--- What to work on ---
Reproduce the listing below word for word, starting at its first line and going on through the line that contains "81 264 L 85", with that line included.

--- START Information given ---

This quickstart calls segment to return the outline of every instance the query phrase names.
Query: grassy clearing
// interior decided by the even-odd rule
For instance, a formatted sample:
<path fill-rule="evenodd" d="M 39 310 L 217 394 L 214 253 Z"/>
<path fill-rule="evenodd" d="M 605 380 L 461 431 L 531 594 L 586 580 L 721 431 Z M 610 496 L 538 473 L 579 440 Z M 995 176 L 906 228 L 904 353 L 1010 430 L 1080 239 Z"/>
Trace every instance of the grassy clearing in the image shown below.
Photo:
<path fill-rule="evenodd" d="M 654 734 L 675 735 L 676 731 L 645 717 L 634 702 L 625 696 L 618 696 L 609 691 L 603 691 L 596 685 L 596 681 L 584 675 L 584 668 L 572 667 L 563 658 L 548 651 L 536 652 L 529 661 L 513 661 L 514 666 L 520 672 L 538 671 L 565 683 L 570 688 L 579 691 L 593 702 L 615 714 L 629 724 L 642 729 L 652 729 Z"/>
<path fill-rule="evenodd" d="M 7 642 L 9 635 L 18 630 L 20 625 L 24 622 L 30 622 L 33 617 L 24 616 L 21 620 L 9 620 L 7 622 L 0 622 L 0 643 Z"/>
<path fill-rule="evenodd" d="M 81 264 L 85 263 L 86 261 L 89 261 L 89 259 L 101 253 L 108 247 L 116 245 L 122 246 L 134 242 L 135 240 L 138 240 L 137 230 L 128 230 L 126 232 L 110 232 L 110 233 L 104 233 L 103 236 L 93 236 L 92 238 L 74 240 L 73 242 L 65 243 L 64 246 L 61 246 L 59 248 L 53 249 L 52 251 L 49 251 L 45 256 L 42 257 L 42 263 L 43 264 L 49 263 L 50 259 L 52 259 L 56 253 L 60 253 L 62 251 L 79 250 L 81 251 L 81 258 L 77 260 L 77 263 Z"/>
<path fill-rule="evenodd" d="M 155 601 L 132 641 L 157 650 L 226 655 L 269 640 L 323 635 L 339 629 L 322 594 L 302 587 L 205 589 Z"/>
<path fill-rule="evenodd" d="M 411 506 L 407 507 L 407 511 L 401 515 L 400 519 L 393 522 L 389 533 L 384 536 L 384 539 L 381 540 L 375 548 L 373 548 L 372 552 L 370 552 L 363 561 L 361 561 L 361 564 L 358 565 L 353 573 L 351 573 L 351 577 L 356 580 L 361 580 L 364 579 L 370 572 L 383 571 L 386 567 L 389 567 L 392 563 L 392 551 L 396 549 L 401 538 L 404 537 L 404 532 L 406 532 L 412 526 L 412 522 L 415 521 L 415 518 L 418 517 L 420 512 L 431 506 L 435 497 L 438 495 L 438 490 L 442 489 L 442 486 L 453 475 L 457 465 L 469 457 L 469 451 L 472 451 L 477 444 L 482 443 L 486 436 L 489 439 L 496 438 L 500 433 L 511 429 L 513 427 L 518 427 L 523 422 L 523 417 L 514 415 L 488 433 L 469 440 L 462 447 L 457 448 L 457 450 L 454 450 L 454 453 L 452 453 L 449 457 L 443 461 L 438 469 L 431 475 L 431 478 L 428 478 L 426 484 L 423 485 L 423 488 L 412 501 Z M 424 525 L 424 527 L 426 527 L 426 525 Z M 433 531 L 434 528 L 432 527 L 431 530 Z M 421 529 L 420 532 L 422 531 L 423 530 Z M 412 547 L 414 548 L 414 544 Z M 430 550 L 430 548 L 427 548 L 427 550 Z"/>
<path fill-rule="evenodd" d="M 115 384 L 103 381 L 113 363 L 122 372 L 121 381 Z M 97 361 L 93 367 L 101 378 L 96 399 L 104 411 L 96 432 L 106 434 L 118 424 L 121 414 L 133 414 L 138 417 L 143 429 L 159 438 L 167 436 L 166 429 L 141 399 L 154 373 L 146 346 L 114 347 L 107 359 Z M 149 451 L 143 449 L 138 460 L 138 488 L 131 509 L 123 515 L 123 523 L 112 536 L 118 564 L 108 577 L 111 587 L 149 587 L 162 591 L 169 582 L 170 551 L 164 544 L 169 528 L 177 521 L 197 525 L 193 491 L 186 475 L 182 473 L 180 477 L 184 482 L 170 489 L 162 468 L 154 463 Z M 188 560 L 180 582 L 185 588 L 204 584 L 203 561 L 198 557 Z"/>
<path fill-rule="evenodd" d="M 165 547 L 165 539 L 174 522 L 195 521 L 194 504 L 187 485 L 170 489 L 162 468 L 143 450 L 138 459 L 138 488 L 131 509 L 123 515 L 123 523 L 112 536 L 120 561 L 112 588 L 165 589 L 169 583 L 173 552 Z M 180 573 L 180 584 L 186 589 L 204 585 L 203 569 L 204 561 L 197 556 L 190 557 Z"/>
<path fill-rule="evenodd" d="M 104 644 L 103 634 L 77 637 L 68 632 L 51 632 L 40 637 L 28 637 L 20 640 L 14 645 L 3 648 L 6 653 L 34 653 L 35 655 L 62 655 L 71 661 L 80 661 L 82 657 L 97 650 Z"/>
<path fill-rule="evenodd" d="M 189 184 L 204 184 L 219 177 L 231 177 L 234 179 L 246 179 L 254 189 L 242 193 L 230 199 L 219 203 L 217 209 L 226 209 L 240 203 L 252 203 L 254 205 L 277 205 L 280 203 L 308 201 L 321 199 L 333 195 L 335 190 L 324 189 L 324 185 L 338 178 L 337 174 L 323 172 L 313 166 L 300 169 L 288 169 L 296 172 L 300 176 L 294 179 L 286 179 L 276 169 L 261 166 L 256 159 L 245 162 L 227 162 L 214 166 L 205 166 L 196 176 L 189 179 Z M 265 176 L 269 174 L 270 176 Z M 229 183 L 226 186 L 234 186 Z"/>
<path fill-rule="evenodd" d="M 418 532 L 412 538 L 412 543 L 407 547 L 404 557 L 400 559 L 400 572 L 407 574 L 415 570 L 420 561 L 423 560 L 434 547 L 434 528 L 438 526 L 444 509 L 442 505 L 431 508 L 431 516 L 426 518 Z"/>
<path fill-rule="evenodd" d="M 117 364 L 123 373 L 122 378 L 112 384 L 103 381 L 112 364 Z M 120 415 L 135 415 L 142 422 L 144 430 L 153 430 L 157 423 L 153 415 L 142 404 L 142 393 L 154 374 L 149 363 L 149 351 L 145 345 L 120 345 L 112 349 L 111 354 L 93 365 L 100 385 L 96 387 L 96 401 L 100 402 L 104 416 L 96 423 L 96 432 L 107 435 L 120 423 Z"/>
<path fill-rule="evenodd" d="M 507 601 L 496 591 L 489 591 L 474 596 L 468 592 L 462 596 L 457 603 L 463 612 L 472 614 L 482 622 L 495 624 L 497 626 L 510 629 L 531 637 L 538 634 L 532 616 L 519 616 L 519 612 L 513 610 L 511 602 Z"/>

--- END Information given ---

--- Exercise solution ---
This quickstart calls segment to return the outline of every instance the query phrase names.
Query: grassy clearing
// interior decided by the even-odd rule
For instance, a formatted sample:
<path fill-rule="evenodd" d="M 39 310 L 217 394 L 214 253 Z"/>
<path fill-rule="evenodd" d="M 605 380 L 461 431 L 531 594 L 586 580 L 721 431 Z M 610 496 L 538 473 L 579 440 Z M 995 176 L 906 228 L 904 353 L 1010 430 L 1080 239 Z"/>
Trace every instance of the grassy clearing in the image shown below.
Photo:
<path fill-rule="evenodd" d="M 654 734 L 675 735 L 676 731 L 645 717 L 634 702 L 625 696 L 618 696 L 609 691 L 603 691 L 596 685 L 596 681 L 584 675 L 584 668 L 572 667 L 563 658 L 548 651 L 536 652 L 529 661 L 513 661 L 514 666 L 520 672 L 538 671 L 565 683 L 570 688 L 579 691 L 593 702 L 615 714 L 629 724 L 642 729 L 652 729 Z"/>
<path fill-rule="evenodd" d="M 7 642 L 9 635 L 18 630 L 20 625 L 24 622 L 30 622 L 33 617 L 24 616 L 21 620 L 9 620 L 7 622 L 0 622 L 0 643 Z"/>
<path fill-rule="evenodd" d="M 81 264 L 85 263 L 86 261 L 89 261 L 89 259 L 101 253 L 108 247 L 116 245 L 122 246 L 134 242 L 135 240 L 138 240 L 137 230 L 128 230 L 126 232 L 110 232 L 110 233 L 104 233 L 103 236 L 93 236 L 92 238 L 74 240 L 73 242 L 65 243 L 64 246 L 61 246 L 59 248 L 53 249 L 52 251 L 49 251 L 45 256 L 42 257 L 42 263 L 43 264 L 49 263 L 50 259 L 52 259 L 56 253 L 60 253 L 62 251 L 79 250 L 81 251 L 81 258 L 77 260 L 77 263 Z"/>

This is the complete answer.